[SHORT EXERCISE] Repeat the lines that follow, leaving nothing out.

════════════════

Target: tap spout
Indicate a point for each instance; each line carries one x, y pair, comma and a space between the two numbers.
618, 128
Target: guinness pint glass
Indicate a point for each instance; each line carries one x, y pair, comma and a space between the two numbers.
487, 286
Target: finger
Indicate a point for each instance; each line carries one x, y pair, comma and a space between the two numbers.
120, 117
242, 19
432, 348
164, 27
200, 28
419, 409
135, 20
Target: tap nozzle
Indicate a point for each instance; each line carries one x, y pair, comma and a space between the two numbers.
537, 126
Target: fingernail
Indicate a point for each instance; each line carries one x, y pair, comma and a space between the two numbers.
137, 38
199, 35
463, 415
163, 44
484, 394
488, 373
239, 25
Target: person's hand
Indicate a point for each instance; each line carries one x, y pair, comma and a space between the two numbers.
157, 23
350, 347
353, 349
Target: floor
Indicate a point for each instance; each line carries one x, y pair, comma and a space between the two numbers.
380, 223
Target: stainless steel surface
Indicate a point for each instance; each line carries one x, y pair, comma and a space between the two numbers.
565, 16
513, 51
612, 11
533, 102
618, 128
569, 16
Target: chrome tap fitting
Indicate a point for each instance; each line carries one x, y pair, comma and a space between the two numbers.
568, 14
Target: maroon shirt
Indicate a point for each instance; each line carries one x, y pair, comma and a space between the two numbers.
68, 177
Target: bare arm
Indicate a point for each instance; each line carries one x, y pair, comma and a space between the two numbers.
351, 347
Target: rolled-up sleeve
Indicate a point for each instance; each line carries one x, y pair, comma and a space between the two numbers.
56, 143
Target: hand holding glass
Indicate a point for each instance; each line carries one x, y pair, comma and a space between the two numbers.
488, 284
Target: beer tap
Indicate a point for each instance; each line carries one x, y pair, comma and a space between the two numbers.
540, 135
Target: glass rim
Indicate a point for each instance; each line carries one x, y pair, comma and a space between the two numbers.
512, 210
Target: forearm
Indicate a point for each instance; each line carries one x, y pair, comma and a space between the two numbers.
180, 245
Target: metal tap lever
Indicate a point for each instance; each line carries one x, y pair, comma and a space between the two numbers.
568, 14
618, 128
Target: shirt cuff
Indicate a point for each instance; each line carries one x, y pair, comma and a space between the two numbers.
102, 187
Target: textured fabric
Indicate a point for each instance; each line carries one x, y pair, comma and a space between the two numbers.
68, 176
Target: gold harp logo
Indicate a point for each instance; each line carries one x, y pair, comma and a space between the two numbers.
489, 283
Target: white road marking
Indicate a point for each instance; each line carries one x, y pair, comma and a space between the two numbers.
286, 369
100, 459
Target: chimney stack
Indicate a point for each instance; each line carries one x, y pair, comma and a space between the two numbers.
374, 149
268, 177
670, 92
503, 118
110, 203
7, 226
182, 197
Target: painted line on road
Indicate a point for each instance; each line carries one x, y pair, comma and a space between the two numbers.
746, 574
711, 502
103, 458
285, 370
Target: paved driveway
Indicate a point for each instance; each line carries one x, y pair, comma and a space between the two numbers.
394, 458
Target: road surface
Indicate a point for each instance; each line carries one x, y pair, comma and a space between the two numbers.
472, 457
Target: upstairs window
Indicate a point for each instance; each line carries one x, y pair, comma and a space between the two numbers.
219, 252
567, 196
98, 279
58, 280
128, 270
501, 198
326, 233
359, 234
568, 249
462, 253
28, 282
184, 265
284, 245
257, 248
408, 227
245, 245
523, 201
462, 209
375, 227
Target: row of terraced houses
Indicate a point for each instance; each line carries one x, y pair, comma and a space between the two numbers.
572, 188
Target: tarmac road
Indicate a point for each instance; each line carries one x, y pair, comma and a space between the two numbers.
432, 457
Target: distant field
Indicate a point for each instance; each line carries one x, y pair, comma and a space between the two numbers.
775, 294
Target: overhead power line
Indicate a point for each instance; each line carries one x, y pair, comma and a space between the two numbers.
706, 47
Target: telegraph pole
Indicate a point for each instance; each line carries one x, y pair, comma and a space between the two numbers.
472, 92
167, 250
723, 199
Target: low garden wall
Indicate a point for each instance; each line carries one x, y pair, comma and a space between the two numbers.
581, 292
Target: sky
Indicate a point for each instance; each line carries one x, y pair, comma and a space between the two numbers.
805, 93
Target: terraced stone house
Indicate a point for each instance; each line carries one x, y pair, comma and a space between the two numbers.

════════════════

[SOLUTION]
Target: tap spout
Indicate a point for each instance; each line carries one x, y pair, comma and a space between the two numbers.
618, 128
Target: guinness pint glass
Indicate a point for each instance; each line carries one x, y pair, comma and a space between the two numbers.
487, 286
Target: finger
Indicate a point for each instance; each line carries one x, y pair, comma and a space between the two numbers.
120, 117
242, 19
432, 348
164, 27
200, 28
419, 409
135, 20
Target: tap nozzle
Indicate a point for each instance; each line carries one x, y pair, comma and a space between the two numbers.
537, 126
Target: fingernail
Indicate a point for each instance; each line carries one x, y pair, comma and a space between the two numbers.
137, 38
199, 35
463, 415
163, 44
484, 394
488, 373
239, 25
Target: person's hand
Indicate a point for each instance; each line carries one x, y pair, comma and a space between the two numbers.
157, 23
350, 347
353, 349
Target: floor
Indicate a point for each instance; each line carries one x, y pair, comma and a space between the two numbers.
380, 223
Target: stainless steel surface
Indicate a point for each instance; each line carries one x, y pair, comma and a space between the two numbers.
565, 16
513, 51
612, 11
533, 102
618, 128
569, 16
Target: chrome tap fitting
Indicate a point for each instance; each line carries one x, y pair, comma and a space between the two numbers.
568, 14
Target: maroon shirt
Indicate a point for each instance; each line carries one x, y pair, comma and a space between the two numbers.
68, 177
Target: bare arm
Indicate a point for each instance; each line carries one x, y pair, comma and a space between the two numbers.
351, 347
Target: rolled-up sleeve
Indicate a point for each instance; each line carries one x, y pair, comma and a space between the two numbers.
56, 143
Target: hand holding glass
Indicate a point for each instance; each line carries one x, y pair, comma and a space between the two numbers.
488, 284
Target: beer tap
Indicate a point for each instance; each line carries one x, y pair, comma and a space between the two numbers.
540, 135
Target: glass rim
Indicate a point for each instance; each line carries one x, y pair, comma and a space between the two numbers.
512, 210
Target: forearm
Indicate a point for each instance; each line carries one x, y pair, comma and a space between the two numbers.
180, 245
Target: metal tap lever
Indicate a point for each instance; each line carries one x, y pair, comma and a space between the two numbers.
568, 14
618, 128
Target: shirt cuff
Indicate a point for each instance; each line carries one x, y pair, comma and a space between the two numbers.
102, 187
Target: textured fabric
Indicate a point for each instance; each line carries one x, y pair, comma and a space between the two numbers.
68, 176
Target: gold harp logo
Indicate a point for each instance; each line carries one x, y pair, comma and a space between the two numbers.
489, 283
Target: white road marking
Indicate a point for each instance; each line carries one x, y pair, comma and a space between the two numbers.
286, 369
100, 459
Target: chimney stack
Indicate a point for each instance; each line carries one x, y pair, comma and a space between the two numbers.
374, 149
268, 177
670, 92
503, 118
110, 203
7, 226
182, 197
Target: painted line on road
Indicate a point for each instance; each line carries one x, y pair, comma and a space between the two numbers.
746, 574
711, 502
103, 458
285, 370
Target: paved driveway
Indicate a point for each instance; each line carries one x, y pair, comma and a space between the two numbers.
394, 458
Target: road surface
Indicate a point for each instance; each line carries one x, y pair, comma and a space between the two numbers.
472, 457
Target: upstairs window
Indicate a point for each instance; each line carries one x, y pair, comma and a space between the two numbers.
219, 252
567, 196
98, 279
58, 280
128, 270
501, 198
326, 233
359, 234
568, 249
462, 253
28, 282
184, 265
284, 245
257, 248
408, 227
245, 245
523, 201
462, 209
375, 227
Target: row of terraced houses
Indicate a point for each instance; each line carries one x, y pair, comma and a space between the two numbers.
572, 188
Target: tarmac road
Indicate a point for each instance; each line carries one x, y pair, comma and a space between the two numbers.
432, 457
Target: distant field
Indicate a point for each instance; each line carries one x, y pair, comma and a space between the two numbers.
775, 294
Target: overhead power line
Indicate a point for each instance; each line carries one x, y pair, comma and a space between the two numbers.
706, 47
Target: telegraph pole
Indicate a point for each instance; each line carries one x, y pair, comma and a space between the two numbers.
472, 92
167, 250
723, 199
Target: low garden wall
Indicate a point for each instance; each line carries one x, y pair, comma and a space between the two numbers.
581, 292
Target: sky
Indicate a point for each instance; each line carries one x, y pair, comma and a space between the two numbers.
805, 93
Target: terraced stone house
Indicate a point for each instance; each line carries one x, y pair, comma and a space between the two numbers.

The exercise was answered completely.